=== What to work on ===
Write out everything in the data from its very start down to and including the line that contains "rough mask: <svg", with the pictures left out.

=== Available data ===
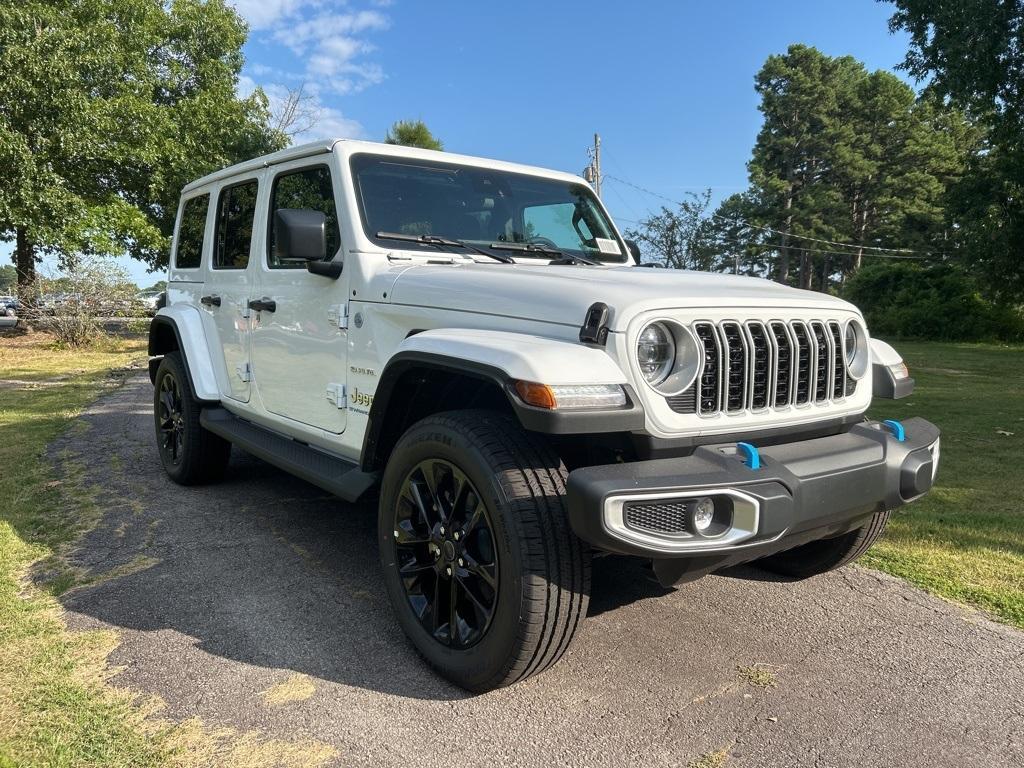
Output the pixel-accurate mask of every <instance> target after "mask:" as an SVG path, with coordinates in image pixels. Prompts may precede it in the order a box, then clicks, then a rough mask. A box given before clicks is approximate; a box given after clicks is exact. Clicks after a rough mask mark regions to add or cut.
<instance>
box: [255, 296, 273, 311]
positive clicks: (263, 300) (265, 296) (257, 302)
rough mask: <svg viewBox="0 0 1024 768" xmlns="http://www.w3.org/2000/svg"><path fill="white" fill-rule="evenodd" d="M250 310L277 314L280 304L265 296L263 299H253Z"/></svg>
mask: <svg viewBox="0 0 1024 768" xmlns="http://www.w3.org/2000/svg"><path fill="white" fill-rule="evenodd" d="M249 308H250V309H255V310H256V311H257V312H275V311H278V302H276V301H274V300H273V299H271V298H269V297H268V296H264V297H263V298H262V299H251V300H250V301H249Z"/></svg>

=== Your response ===
Output the pixel-accurate mask of every <instance> target after "mask:" as an SVG path, with coordinates in image pixels. Prompts may precede it in the order a box, then clicks, then a rough mask. A box given before clicks is approximate; a box given after clicks is exact. Clicks after a rough mask mark regions to add or cut.
<instance>
box: [255, 296, 273, 311]
positive clicks: (263, 300) (265, 296) (257, 302)
rough mask: <svg viewBox="0 0 1024 768" xmlns="http://www.w3.org/2000/svg"><path fill="white" fill-rule="evenodd" d="M250 310L277 314L280 304L265 296L263 299H253Z"/></svg>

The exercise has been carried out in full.